### Directions
Please quote every line word for word.

— BEGIN Dataset entries —

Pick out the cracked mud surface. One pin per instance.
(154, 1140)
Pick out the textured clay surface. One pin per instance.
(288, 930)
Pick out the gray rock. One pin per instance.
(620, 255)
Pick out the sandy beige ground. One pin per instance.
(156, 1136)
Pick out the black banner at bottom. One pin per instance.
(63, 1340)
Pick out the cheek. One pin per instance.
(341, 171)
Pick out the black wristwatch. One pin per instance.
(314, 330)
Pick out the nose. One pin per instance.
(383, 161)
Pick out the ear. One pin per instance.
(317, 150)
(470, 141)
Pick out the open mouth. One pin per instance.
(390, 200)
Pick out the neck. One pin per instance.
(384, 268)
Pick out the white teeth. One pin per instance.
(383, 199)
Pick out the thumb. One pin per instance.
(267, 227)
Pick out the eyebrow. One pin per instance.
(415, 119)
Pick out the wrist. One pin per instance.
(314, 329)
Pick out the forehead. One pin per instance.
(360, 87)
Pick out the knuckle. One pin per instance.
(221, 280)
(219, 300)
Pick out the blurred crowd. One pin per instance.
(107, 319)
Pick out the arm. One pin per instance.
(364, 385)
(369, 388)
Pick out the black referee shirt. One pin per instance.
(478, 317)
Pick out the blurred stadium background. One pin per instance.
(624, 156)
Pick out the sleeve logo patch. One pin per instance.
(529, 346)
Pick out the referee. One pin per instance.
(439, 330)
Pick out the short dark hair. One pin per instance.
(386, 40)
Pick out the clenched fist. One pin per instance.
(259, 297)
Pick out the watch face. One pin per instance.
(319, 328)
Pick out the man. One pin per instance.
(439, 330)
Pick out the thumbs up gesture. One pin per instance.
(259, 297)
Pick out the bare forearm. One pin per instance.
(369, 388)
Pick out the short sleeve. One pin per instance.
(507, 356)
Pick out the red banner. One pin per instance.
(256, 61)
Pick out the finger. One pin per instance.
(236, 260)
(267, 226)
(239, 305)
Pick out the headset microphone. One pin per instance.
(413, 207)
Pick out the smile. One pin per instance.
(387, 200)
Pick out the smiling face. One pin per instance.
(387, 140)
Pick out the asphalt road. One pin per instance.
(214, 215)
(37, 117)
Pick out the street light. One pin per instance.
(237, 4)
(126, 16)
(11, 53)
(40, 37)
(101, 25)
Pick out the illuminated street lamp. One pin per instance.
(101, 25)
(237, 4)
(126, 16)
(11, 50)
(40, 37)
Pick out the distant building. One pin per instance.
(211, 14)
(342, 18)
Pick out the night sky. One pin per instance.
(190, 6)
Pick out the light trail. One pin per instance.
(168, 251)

— END Dataset entries —

### Written reply
Pick out the cracked mud surface. One pin per instance.
(154, 1140)
Pick out the textured clay surface. One pin per instance.
(288, 930)
Pick out the gray rock. One pin per instance.
(620, 255)
Pick out the sandy beige ground. One pin per instance.
(156, 1136)
Pick out the black banner at bottom. One pin per instance.
(63, 1340)
Pick out the cheek. One pin per instance.
(341, 171)
Pick out the black wristwatch. One pin per instance.
(314, 330)
Pick out the nose. One pin per instance.
(383, 161)
Pick out the ear. One pin per instance.
(317, 150)
(470, 141)
Pick out the open mouth. One pin per instance.
(390, 200)
Pick out the neck. One pin per instance.
(384, 268)
Pick out the white teeth. One pin per instance.
(383, 199)
Pick out the thumb. One pin per instance.
(267, 227)
Pick out the eyebrow. One pin per instance.
(415, 119)
Pick out the wrist. One pin per instance.
(314, 329)
Pick out the forehead. One pin per instance.
(360, 87)
Pick out the knuckle. One pin per instance.
(221, 280)
(219, 300)
Pick out the blurred crowd. One pin per instance.
(107, 319)
Pick out the arm. One pin per instance.
(364, 385)
(369, 388)
Pick out the black referee shirt. One pin per instance.
(478, 317)
Pick out the blurred stadium background. One pin per instance.
(624, 156)
Pick out the sleeve logo patch. One pin per instance.
(529, 346)
Pick out the referee. One pin per instance.
(439, 330)
Pick out the short dark hair. One pin per instance.
(386, 40)
Pick out the clenched fist. One pin per instance.
(259, 297)
Pick out the watch face. One pin per instance.
(319, 328)
Pick out the man. One pin per instance.
(439, 330)
Pick out the thumbs up gesture. One pin per instance.
(259, 297)
Pick out the bare forearm. One pin per instance.
(369, 388)
Pick out the short sleeve. One pin per instance.
(507, 356)
Pick out the red banner. One pin per instance.
(256, 61)
Pick out the finger. One pin per instance.
(236, 260)
(267, 226)
(239, 305)
Pick out the headset microphone. One pin per instance.
(413, 207)
Pick out the smile. One pin per instance.
(387, 200)
Pick out the smiling face. One pin per instance.
(387, 140)
Pick out the asphalt road. One pin per instance.
(214, 215)
(37, 117)
Pick out the street light. One pin per instance.
(237, 4)
(126, 16)
(11, 53)
(40, 37)
(101, 25)
Pick out the illuminated street lamp. One pin per instance.
(101, 25)
(237, 4)
(126, 16)
(11, 50)
(40, 37)
Pick out the distant building. One pin per instance.
(211, 14)
(342, 18)
Pick out the night sky. One pin per instance.
(190, 6)
Pick out the light trail. One pin per instance.
(168, 251)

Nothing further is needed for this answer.